Dataset rows:

──────

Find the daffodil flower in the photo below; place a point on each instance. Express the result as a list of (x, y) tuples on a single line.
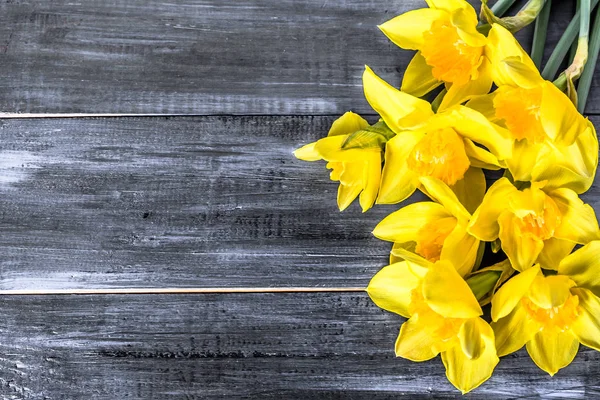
[(551, 314), (449, 50), (358, 170), (552, 141), (533, 224), (439, 145), (434, 230), (443, 318)]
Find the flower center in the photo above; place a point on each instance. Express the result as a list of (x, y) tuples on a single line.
[(440, 154), (431, 237), (451, 59), (520, 110)]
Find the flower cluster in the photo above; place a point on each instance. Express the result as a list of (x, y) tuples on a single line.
[(545, 295)]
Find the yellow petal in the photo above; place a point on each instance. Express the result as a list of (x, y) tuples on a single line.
[(399, 110), (458, 94), (402, 225), (347, 194), (578, 223), (467, 373), (552, 350), (307, 153), (559, 117), (522, 249), (441, 193), (470, 190), (391, 288), (460, 249), (347, 123), (509, 294), (398, 181), (406, 30), (415, 341), (448, 294), (372, 178), (587, 325), (553, 252), (418, 79), (513, 331), (480, 157), (583, 266), (474, 126), (484, 223)]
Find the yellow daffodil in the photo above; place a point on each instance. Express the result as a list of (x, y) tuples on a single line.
[(433, 230), (443, 317), (449, 50), (551, 141), (439, 145), (533, 224), (358, 169), (551, 314)]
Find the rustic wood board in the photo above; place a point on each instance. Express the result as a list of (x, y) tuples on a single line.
[(178, 202), (202, 56), (237, 346)]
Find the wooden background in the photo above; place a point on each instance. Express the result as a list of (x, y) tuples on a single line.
[(148, 144)]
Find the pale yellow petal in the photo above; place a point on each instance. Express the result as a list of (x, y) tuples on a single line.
[(464, 372), (458, 94), (553, 252), (552, 349), (470, 190), (484, 223), (406, 30), (522, 249), (307, 153), (441, 193), (418, 79), (513, 331), (398, 182), (587, 325), (511, 293), (578, 223), (460, 249), (347, 123), (391, 288), (402, 225), (415, 341), (399, 110), (448, 294), (583, 266)]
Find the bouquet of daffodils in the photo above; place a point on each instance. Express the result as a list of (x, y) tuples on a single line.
[(496, 112)]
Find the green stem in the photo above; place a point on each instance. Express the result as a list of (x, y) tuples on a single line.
[(563, 45), (502, 6), (539, 34), (583, 89)]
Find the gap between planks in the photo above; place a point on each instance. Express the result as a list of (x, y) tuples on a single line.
[(215, 290)]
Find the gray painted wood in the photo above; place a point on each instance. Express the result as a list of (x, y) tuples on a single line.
[(237, 346), (201, 56), (163, 202)]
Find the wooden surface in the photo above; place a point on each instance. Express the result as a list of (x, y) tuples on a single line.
[(211, 199)]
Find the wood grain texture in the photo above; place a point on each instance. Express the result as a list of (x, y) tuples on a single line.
[(237, 346), (175, 202), (202, 56)]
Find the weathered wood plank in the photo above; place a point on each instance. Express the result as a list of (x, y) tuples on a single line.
[(201, 56), (178, 202), (237, 346), (160, 202)]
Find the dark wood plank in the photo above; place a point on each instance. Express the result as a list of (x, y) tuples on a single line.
[(237, 346), (178, 202), (200, 56), (161, 202)]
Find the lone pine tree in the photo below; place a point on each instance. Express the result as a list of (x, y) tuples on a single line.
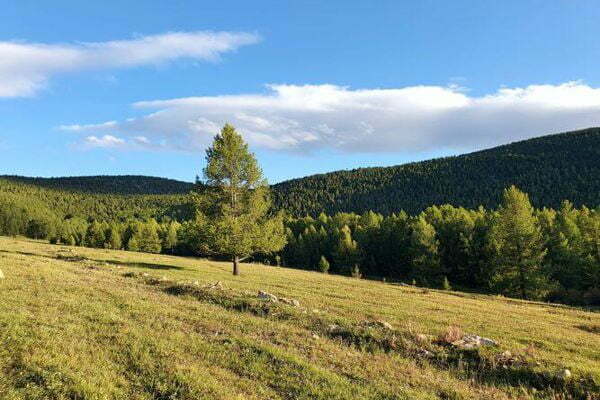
[(233, 207), (519, 252)]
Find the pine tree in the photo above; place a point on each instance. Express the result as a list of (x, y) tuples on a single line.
[(424, 252), (148, 239), (234, 207), (347, 253), (95, 235), (518, 246), (113, 238), (446, 284), (169, 236), (323, 265)]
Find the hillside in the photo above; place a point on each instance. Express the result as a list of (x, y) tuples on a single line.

──────

* What to work on
Convert the lines of the records from the line with "Find the green" to the line with "[(237, 346), (178, 202), (200, 56), (161, 202)]" into a Markdown table with the columns Row and Line. Number each line in Row, put its text in Line, and skip any blank lines.

* Complete answer
| Row | Line |
|---|---|
| 1 | Find the green stem in the photo above; place a point on each instance. Express the result as a list of (x, y) tuples on a single line. |
| 2 | [(563, 45), (502, 6), (539, 34), (583, 89)] |
| 3 | Find the gap between planks in the photo above; place a point on each instance. Express the result as a list of (x, y) tuples on a single line. |
| 4 | [(215, 290)] |
| 5 | Find the gray painted wood in the photo above; place a point on each instance. Express the result as a list of (x, y) tuples on a single line. |
| 6 | [(237, 346), (201, 56), (163, 202)] |
| 7 | Find the wooden surface in the photo above; place a point on each instance. Express the result as a list of (x, y) tuples on a single line. |
| 8 | [(211, 199)] |
| 9 | Find the wood grain texture in the photo above; place a point on each instance. Express the result as a list of (x, y) tuples on a single line. |
| 10 | [(237, 346), (175, 202), (202, 56)] |
| 11 | Find the weathered wood plank in the photo above; place a point on each instance. Express the result as a list of (x, y) tuples on a single line. |
| 12 | [(201, 56), (178, 202), (237, 346), (160, 202)] |
| 13 | Find the dark wood plank in the photo above; place a point on each instance. Express the result as a list of (x, y) tuples on a single line. |
| 14 | [(237, 346), (178, 202), (200, 56), (161, 202)] |